[Requirement]:
All of the entries need to be written out again, exactly as they are.

[Records from a point labeling set]

BEGIN

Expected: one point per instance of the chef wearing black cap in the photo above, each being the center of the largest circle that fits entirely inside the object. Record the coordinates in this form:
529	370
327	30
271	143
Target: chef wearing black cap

END

[Output for this task]:
Expected: one point per instance of the chef wearing black cap in the photo above, each being the center of the largest circle that fits entirely inside the object. Record the coordinates in this form:
529	370
327	30
271	143
Target: chef wearing black cap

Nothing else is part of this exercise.